Roofs of Gulangyu: Architecture That Was Meant to Be Summer

Gulangyu is a small island off the coast of Xiamen in Fujian Province, where architecture doesn’t follow a single style but rather the rhythm of the seasons. Houses here were built with summer in mind – long, humid, full of sunshine and warm winds from the Taiwan Strait. This is a place where roof form isn’t decoration, but a climate tool. Walking the island’s narrow streets, you see how architecture responds to conditions: high porticos, deep eaves, ventilation gaps under the ridge. Everything here serves one purpose – surviving the heat.

For decades, Gulangyu was an architectural laboratory. At the turn of the 19th and 20th centuries, Europeans, Japanese, and Americans settled here – each bringing their own building patterns that clashed with local Chinese solutions. The result? Hybrid houses where colonial verandas merge with traditional Fujian roofs, and brick facades meet wooden shutters typical of the South. Today the island is UNESCO-listed, but not as a museum – as an example of architecture that knew how to adapt.

Why Gulangyu roofs are the way they are

The subtropical climate is the main author of form. Summer lasts nearly half the year here, temperatures reach 35 degrees, humidity hovers around 80 percent. Rains are violent but brief. Under these conditions, a roof must simultaneously protect from the sun, shed water, and – crucially – not trap heat. That’s why most roofs on the island have steep geometry and deep overhangs beyond the wall line.

Traditional Fujian roofs, called yanwei (swallow’s tail), feature curved edges that not only give buildings visual lightness but also serve an aerodynamic function – during typhoons, wind flows over their surface without creating catch points. European colonists tried to transfer their solutions here – gable roofs with ceramic tiles – but quickly had to modify them. They added high parapets, double covering layers, ventilation chimneys under the gables. The result is hybrid forms that look like European villas but function like Chinese summer houses.

“Good style is one that ages with dignity.”

On Gulangyu you can see this literally – century-old houses still function because their construction responded to real needs, not fashion.

Style as a Decision System

The island’s architecture is a blend of several movements that don’t compete with each other, but coexist within a logical structure:

  • Fujian vernacular – traditional stone and timber houses with “fish scale” tile roofs, interior courtyards, and cross-ventilation systems
  • Colonial revival – European villas with colonnades, balustrades, tall windows, and gabled roofs
  • Art deco from the 1920s and 30s – geometric facades, flat or low-pitch roofs with concrete cornices
  • Chinese-Western hybrid forms – the most intriguing examples, where Chinese functional layout merges with European decorative aesthetics

Each of these styles addresses the challenge of summer climate differently. Fujian houses rely on thick walls and interior courtyards that act as natural air chimneys. Colonial villas – on high ceilings, wide verandas, and wooden shutters. Art deco – on flat roofs with terraces that become living spaces in the evening. But all share one thing: no roof is merely a covering – it’s part of a cooling system.

TO BE DONE:
(1) What name does the Gulangyu roofs excerpt give to traditional Fujian roofs?
(2) From the Gulangyu roofs excerpt, return the passage between "Traditional Fujian roofs, called" and "Chinese summer houses.", inclusive, word for word.

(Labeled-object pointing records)

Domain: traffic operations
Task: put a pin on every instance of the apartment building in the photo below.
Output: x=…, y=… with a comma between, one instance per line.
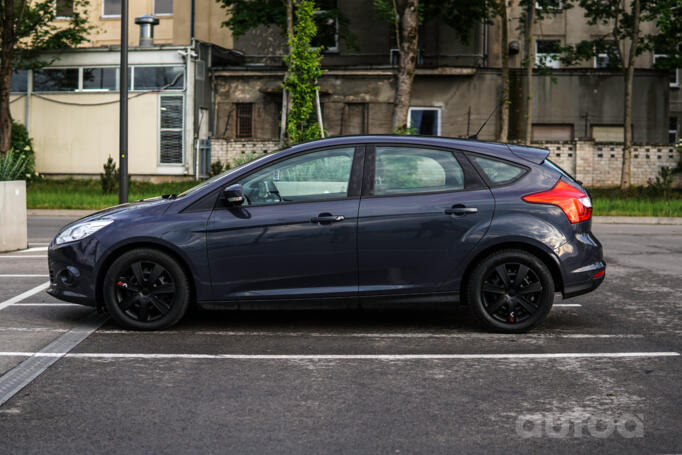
x=71, y=107
x=456, y=88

RESPONSES BY TASK:
(1) They are called yanwei (swallow's tail).

(2)
Traditional Fujian roofs, called yanwei (swallow’s tail), feature curved edges that not only give buildings visual lightness but also serve an aerodynamic function – during typhoons, wind flows over their surface without creating catch points. European colonists tried to transfer their solutions here – gable roofs with ceramic tiles – but quickly had to modify them. They added high parapets, double covering layers, ventilation chimneys under the gables. The result is hybrid forms that look like European villas but function like Chinese summer houses.